## What this task involves
When the word "region" appears in a line of the data below, list that line.

## Records supplied
- - - -

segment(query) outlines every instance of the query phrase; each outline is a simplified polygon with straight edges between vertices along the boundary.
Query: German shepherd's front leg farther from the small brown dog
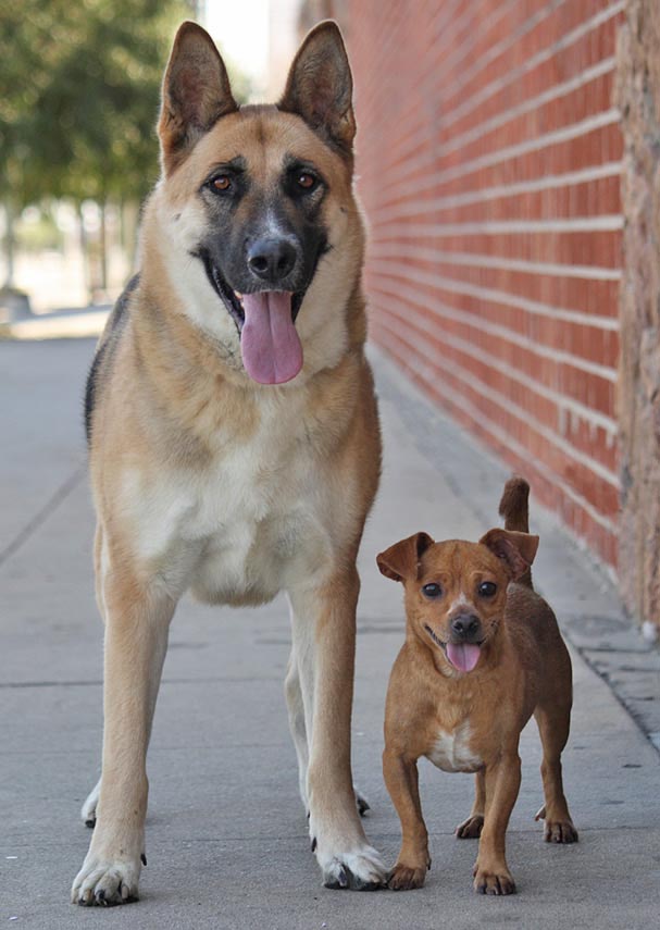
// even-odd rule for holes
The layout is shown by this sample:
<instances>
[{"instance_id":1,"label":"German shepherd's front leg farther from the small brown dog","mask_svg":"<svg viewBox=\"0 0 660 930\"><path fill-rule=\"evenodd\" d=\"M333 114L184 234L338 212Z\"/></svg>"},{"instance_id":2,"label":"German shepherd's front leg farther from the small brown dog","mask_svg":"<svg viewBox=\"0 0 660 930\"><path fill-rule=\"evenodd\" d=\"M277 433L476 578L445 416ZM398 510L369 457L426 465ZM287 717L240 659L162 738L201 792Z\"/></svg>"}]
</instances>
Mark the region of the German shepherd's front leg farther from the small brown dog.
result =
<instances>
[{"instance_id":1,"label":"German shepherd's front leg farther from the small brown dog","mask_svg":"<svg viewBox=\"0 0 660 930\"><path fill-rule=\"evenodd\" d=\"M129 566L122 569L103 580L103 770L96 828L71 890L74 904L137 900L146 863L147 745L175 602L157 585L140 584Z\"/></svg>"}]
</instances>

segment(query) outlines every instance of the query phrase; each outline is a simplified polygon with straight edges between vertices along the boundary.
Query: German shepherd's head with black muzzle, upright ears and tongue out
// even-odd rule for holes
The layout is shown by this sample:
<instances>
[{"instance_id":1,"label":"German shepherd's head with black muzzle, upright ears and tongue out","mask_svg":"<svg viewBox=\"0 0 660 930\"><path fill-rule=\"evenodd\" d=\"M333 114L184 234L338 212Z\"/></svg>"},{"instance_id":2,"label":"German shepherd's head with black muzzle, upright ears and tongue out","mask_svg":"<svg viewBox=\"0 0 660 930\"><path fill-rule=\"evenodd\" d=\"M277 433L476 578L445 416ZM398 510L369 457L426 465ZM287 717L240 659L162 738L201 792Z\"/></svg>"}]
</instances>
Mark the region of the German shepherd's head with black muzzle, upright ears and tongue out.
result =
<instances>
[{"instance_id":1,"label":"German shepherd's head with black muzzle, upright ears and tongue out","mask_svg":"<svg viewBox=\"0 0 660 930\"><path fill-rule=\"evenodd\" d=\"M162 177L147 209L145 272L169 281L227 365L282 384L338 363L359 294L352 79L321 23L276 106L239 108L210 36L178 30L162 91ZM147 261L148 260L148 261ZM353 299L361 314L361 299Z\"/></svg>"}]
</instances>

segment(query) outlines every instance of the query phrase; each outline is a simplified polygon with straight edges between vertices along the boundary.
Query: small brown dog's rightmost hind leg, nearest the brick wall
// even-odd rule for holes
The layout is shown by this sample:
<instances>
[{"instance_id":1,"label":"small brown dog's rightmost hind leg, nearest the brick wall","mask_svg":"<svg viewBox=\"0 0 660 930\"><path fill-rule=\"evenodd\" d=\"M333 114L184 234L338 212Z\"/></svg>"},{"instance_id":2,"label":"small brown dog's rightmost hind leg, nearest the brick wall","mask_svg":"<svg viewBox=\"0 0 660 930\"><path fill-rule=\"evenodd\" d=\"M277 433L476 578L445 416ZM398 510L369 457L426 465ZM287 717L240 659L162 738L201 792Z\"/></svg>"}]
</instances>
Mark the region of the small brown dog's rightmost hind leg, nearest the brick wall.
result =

- - - -

## Response to this exercise
Mark the region of the German shepherd's front leg farther from the small brown dog.
Mark the region of the German shepherd's head with black muzzle, upright ears and tongue out.
Mark the region of the small brown dog's rightmost hind leg, nearest the brick wall.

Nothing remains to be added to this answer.